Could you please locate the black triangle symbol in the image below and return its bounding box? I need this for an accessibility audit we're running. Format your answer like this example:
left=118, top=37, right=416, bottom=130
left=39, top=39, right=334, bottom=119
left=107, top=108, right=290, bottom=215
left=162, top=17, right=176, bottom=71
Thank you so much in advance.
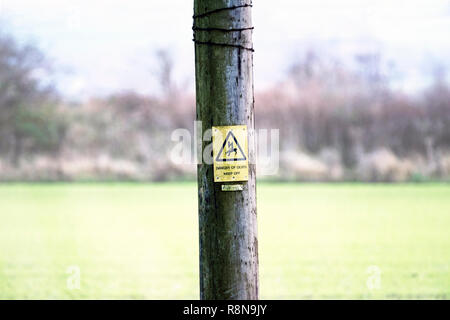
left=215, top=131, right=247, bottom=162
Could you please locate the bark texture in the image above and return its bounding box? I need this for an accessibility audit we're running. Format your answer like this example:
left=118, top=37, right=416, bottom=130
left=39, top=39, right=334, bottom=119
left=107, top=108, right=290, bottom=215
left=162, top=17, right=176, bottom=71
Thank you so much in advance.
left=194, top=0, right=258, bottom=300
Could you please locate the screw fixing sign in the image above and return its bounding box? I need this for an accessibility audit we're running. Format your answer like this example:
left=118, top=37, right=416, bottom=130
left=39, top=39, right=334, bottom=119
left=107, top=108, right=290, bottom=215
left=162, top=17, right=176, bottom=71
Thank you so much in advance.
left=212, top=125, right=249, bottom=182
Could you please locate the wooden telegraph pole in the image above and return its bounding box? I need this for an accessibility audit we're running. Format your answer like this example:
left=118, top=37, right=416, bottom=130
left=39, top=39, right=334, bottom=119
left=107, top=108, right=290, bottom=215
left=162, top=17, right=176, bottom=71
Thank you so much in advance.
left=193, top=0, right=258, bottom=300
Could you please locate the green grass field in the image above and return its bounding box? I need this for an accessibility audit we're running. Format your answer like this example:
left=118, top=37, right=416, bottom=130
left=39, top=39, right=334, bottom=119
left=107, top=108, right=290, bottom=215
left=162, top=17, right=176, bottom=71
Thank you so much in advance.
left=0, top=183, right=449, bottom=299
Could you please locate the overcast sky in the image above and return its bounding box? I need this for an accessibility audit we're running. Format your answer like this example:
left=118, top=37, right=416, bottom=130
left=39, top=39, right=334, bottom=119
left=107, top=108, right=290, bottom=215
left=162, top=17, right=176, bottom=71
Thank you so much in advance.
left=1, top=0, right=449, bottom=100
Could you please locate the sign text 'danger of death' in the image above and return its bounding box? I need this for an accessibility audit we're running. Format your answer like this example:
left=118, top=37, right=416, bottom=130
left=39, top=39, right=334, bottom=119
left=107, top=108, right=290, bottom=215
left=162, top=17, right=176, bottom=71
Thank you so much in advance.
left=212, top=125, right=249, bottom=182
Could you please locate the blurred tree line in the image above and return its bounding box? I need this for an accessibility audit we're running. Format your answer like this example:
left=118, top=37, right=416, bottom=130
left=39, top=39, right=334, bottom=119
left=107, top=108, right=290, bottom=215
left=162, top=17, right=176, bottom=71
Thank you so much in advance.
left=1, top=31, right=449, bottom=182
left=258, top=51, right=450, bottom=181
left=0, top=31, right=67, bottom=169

——

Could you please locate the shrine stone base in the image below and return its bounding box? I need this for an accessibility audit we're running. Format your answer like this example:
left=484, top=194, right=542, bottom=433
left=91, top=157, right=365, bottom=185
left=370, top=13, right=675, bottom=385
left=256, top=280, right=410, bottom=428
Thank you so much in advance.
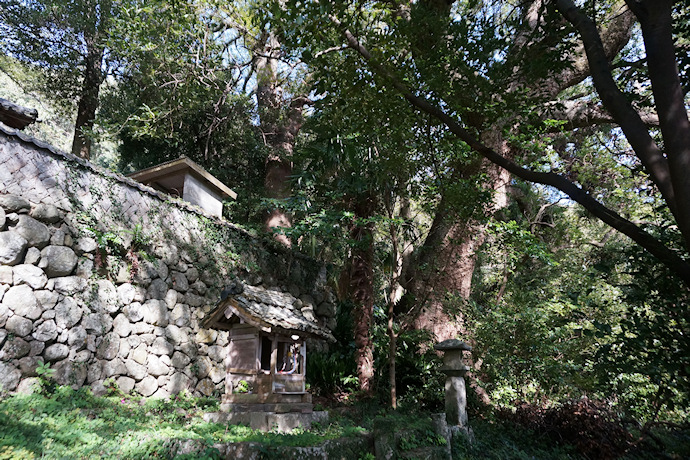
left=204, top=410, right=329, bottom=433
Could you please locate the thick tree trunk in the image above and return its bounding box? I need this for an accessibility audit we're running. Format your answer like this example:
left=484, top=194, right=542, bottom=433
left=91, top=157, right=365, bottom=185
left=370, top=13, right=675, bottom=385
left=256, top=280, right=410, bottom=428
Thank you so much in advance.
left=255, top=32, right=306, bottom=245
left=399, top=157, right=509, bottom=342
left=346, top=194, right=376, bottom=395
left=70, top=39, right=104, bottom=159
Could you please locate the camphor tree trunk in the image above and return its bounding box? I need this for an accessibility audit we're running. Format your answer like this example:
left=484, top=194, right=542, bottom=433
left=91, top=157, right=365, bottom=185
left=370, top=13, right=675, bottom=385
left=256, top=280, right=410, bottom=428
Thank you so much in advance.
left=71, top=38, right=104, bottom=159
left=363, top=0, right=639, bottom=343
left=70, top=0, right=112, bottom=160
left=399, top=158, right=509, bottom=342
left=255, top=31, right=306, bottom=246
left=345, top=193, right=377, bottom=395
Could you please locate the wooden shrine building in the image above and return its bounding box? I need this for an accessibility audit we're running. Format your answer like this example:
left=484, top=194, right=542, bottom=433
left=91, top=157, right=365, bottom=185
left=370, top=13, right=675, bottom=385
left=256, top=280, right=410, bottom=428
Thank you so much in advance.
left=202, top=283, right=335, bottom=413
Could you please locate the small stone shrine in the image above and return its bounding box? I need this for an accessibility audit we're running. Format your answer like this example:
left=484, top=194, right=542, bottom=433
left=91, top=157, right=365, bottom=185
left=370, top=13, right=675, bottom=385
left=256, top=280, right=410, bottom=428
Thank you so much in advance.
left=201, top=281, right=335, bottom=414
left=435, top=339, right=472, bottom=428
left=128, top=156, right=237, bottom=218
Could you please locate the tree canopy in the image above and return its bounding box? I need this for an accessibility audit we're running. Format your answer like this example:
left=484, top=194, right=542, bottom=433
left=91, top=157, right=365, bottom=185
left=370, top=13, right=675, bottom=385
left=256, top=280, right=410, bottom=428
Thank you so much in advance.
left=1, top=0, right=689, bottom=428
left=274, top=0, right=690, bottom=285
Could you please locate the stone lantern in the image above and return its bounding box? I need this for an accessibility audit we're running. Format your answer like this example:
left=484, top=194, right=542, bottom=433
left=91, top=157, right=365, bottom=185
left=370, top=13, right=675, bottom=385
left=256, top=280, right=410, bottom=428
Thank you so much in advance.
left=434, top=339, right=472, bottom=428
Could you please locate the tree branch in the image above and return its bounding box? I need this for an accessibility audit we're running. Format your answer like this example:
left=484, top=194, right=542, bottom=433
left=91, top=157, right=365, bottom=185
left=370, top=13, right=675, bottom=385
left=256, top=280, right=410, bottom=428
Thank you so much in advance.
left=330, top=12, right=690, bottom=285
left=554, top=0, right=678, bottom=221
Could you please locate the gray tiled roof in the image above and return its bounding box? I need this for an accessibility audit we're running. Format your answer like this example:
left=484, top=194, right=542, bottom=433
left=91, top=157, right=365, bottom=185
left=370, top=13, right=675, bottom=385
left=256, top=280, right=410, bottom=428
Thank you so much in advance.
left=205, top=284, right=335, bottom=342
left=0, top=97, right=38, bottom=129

——

▶ _Task directions_
Counting only lines that hold the string "below", give the number of such lines in the records. Write nothing else.

▶ _Your response_
2